### What needs to be done
From the passage on Dublin transport planning, copy everything from "The planning of" down to "on this corridor." word for word.
--- Text passage ---
The planning of Dublin’s transport should be founded on a clear sense of priorities, based on (a) travel patterns and population, (b) the optimum use of resources available eg. street space, land use, finance, (c) investing in sustainability.
One would expect the National Transport Authority (NTA) to pay particular attention to the implications of the data in reports it has commissioned. However, recent work by the NTA pays scant regard to the public transport needs of those living between the City Centre and Dublin Airport. Despite NTA evidence, there is still an obsession with a City Centre-Airport rail link and journey times on this corridor.
An NTA report has shown travel demand is greatest inside the M50 during the morning peak ie. 1. between the canals and the M50 – the Inner Suburbs – with 27% of journeys in 2006 and 18% in 2030; 2. inside the canals – between the Inner suburbs and the City Centre – with 13% in 2006 and 15% in 2030. (see Figure 1).
--- Given information ---
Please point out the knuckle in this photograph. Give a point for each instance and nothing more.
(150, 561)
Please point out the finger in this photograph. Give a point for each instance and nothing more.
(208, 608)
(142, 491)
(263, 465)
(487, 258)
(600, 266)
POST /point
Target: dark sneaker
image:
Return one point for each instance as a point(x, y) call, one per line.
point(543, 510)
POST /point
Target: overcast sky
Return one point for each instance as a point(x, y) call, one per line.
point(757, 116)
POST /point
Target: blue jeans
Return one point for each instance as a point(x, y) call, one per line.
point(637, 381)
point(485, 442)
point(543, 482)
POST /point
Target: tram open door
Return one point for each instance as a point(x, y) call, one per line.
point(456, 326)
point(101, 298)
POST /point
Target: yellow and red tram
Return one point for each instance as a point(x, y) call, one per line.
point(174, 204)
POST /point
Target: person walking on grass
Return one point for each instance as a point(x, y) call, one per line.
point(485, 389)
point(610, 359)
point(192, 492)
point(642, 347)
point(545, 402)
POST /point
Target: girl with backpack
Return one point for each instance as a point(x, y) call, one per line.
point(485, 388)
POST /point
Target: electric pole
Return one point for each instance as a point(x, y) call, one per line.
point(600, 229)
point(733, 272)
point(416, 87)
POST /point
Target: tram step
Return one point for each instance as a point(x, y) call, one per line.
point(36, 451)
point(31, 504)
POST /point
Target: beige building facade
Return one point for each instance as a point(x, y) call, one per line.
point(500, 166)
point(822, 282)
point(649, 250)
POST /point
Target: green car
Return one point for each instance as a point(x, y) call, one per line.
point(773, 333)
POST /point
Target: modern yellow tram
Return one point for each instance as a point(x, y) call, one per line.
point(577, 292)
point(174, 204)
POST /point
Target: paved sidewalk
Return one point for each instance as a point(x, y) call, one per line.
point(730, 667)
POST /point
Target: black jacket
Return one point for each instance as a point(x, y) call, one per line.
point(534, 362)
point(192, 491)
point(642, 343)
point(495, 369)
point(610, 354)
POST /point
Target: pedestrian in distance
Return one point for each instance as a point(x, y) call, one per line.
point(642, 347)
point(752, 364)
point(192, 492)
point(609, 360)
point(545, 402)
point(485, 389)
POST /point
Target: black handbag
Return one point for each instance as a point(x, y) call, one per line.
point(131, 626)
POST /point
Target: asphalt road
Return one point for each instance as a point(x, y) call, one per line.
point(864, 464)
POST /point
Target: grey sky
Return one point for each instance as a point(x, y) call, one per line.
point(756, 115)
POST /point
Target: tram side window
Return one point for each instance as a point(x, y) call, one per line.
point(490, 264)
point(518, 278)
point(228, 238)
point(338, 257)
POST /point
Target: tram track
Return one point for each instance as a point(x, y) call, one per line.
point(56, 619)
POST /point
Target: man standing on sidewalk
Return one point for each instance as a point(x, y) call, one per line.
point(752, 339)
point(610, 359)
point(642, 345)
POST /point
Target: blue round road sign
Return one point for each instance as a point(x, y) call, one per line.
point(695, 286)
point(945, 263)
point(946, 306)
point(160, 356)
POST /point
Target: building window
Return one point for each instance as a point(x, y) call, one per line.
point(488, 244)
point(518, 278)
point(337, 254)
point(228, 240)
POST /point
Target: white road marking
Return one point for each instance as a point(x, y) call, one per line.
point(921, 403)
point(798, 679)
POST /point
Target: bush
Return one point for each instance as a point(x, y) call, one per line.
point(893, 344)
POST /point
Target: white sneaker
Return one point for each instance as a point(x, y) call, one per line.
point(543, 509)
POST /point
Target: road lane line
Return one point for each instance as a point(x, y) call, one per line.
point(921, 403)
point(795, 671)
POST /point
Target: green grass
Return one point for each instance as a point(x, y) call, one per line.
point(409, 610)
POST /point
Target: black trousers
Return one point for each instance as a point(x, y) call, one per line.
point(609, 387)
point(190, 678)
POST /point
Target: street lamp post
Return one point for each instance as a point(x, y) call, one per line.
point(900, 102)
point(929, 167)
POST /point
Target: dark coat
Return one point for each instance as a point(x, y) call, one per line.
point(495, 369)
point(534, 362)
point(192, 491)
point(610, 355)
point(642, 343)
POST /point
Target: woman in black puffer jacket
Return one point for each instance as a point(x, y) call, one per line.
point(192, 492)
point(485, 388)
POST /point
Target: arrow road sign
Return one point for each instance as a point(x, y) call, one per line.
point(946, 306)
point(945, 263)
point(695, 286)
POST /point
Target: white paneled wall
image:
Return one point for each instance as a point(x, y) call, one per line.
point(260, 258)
---
### Result of the exercise
The planning of Dublin’s transport should be founded on a clear sense of priorities, based on (a) travel patterns and population, (b) the optimum use of resources available eg. street space, land use, finance, (c) investing in sustainability.
One would expect the National Transport Authority (NTA) to pay particular attention to the implications of the data in reports it has commissioned. However, recent work by the NTA pays scant regard to the public transport needs of those living between the City Centre and Dublin Airport. Despite NTA evidence, there is still an obsession with a City Centre-Airport rail link and journey times on this corridor.